— やること —
ギグワーカーについての文章を、最後の文の後から続けて書いてもらえますか？

ギグワーカーとは、インターネット経由で単発の仕事を請け負う労働者のことです。ライブハウスなどに居合わせたミュージシャンが、一度限りで演奏に参加することを意味する音楽用語のgig(ギグ)に由来します。料理宅配サービスの配達員の他に、ライドシェアの運転手や特定のプロジェクト限定でソフト開発の仕事を請け負うフリーのエンジニアなどがその典型です。
近年、欧米や中国では、企業からの仕事を個人に仲介するプラットフォームが続々勃興し、ギグワーカーの増加を後押ししています。ウーバーイーツのお膝元である米国では3千万人以上のギグワーカーがいるとの試算もあります。料理配達員のような肉体労働者だけでなく、法務や会計などの高度な専門職も珍しくありません。
日本でもホワイトカラー系のギグワーカーが急増しています。クラウドワークスなど大手仲介サイト4社の登録者の合計は、20年上半期に約100万人増えています。新型コロナウイルス禍による雇用不安に加え、テレワークの定着で可処分時間が増加したことで、副業でギグワーカーとなる人もいます。

— 領域を指し示すデータ —
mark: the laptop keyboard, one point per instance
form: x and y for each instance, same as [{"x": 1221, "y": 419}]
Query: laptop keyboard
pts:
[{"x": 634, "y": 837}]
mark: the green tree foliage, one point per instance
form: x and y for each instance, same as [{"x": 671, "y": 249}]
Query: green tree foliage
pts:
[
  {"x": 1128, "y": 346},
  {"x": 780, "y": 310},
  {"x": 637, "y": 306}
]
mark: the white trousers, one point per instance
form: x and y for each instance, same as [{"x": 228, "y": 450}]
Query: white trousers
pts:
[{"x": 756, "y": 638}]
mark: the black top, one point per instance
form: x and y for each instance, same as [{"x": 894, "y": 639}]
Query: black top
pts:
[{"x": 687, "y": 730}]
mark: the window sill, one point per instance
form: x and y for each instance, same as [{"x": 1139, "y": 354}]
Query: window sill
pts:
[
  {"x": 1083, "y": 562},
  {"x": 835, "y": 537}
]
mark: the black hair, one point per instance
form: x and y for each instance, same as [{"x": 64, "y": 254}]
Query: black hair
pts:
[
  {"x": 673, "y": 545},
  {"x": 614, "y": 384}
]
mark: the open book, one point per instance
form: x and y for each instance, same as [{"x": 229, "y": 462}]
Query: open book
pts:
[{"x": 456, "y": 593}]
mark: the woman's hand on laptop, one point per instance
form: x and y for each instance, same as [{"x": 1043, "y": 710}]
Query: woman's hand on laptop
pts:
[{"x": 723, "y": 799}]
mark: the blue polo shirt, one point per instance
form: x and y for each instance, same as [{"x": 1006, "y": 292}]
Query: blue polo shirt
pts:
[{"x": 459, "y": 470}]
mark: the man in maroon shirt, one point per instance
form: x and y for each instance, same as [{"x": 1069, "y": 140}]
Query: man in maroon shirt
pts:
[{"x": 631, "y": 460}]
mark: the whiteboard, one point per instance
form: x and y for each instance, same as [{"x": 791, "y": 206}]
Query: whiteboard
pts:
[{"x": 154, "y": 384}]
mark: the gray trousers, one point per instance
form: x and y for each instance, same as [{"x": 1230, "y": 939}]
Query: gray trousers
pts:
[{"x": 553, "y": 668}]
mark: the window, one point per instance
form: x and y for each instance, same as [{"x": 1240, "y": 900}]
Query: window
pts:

— 作業の結果 —
配達員が増える一方で、労働環境の整備は今後の課題となります。料理宅配に従事するギグワーカーは、法的には独立した個人事業主との扱いです。雇用保険などは、企業に雇用されている働き手を対象とした制度で、保険料は企業と働き手が分担しています。ギグワーカーは企業に雇われていないため、その恩恵を受けられません。労働者を対象とした労働基準法からも対象外で、最低賃金制度なども適用されません。事故に遭遇した場合、通常の労災保険の適用などは原則ありません。